> [Exercise brief]
Copy every row below without changing a single word or character.

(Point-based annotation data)
○ ○ ○

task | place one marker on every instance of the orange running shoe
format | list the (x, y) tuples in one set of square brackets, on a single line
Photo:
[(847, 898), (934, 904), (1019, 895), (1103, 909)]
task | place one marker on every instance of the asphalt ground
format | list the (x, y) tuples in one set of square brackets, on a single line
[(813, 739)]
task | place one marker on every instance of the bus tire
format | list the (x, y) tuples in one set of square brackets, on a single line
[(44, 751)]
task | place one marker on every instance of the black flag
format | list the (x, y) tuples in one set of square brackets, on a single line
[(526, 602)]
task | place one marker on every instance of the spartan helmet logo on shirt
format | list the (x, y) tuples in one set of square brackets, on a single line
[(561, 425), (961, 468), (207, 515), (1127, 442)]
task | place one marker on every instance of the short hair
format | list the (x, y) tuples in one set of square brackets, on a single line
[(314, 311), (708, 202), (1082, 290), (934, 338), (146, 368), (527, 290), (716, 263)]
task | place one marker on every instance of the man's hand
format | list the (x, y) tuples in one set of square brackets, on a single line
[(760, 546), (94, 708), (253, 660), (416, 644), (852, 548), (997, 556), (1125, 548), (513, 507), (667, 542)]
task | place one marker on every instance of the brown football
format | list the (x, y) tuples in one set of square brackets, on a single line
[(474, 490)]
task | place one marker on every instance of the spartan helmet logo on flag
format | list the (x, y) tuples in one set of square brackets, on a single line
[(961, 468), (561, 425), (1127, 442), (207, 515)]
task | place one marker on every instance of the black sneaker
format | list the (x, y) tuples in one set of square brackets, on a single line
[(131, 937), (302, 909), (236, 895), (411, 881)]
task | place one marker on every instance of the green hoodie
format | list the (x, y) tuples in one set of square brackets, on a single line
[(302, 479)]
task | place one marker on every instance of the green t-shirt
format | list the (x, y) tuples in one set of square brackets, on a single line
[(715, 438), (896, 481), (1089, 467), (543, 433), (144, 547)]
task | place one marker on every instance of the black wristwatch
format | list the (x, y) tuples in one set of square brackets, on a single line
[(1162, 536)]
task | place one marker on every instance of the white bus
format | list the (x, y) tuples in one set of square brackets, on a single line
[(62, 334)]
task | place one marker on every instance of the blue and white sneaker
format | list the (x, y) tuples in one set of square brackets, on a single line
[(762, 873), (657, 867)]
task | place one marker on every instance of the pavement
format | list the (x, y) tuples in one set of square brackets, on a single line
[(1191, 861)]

○ ○ ○

> [Expected answer]
task | place one marker on every instance of the orange running shoe
format | list the (x, y) tuples in one set of square brackets, on a single line
Photo:
[(847, 898), (934, 904), (1019, 895), (1103, 909)]
task | place one marker on every instance of the asphalt ground
format | list the (x, y) tuples in one set of square brackets, on a single line
[(813, 739)]
task | place one marker on every instance of the bus tire
format | list the (x, y) tuples in one set of square brackets, on a single line
[(44, 751)]
task | place one marker on every instance of the black flag
format | list the (x, y) tuples in one set of square brackets, on a single line
[(526, 602)]
task | place one marker on every instance of the spartan helmet logo on shirt
format | list the (x, y) tuples in one set of square brackets, on a single line
[(561, 425), (961, 468), (207, 515), (1127, 442)]
task | place one marker on every instance of the short hair
format | list the (x, y) tuples in one set of square brackets, on a single line
[(314, 311), (708, 202), (1082, 290), (934, 338), (146, 368), (527, 290), (716, 263)]
task | place one marker on every instance of the man's hand
format | list the (x, y) tuples in one set of square brackets, on a single line
[(760, 546), (94, 708), (253, 660), (416, 644), (852, 548), (997, 556), (1125, 548), (513, 507), (667, 542)]
task | place one marker on every instance of the brown football
format | list the (x, y) tuples in one set of square brackets, on a single line
[(474, 490)]
task | place one marker on every instance of the spartan helmet logo on flag
format | list the (x, y) tuples in one set of square brackets, on a single line
[(961, 468), (561, 425), (1127, 442), (207, 515)]
task | place one marker on every instance of the black sneaker
format | list the (x, y) tuples in one set of square brackets, on a single line
[(131, 937), (302, 909), (236, 895), (411, 881)]
task | place one marker on every instance of the green hoodie
format | list the (x, y) tuples in one set of square brackets, on a single line
[(302, 479)]
task | place one marker on every instance of the green t-shirt
format | list the (x, y) tuples in one set of square brackets, on a single line
[(715, 438), (896, 481), (1089, 467), (543, 433), (144, 547)]
task | place one marker on every instance of the black wristwatch
format | list the (x, y) tuples in one set of square brackets, on a single line
[(1162, 536)]
task | place one marker on every instance of the white bus
format | list the (x, y) tuples in one set of square brackets, on a single line
[(62, 334)]
task | place one marker on every instance of the blue and white sneaker
format | list the (x, y) tuples in one set of square brackets, on a single line
[(762, 873), (657, 867)]
task | place one marker on every instance of the pavement
format | list the (x, y) tuples in one set of square brackets, on a single line
[(1191, 861)]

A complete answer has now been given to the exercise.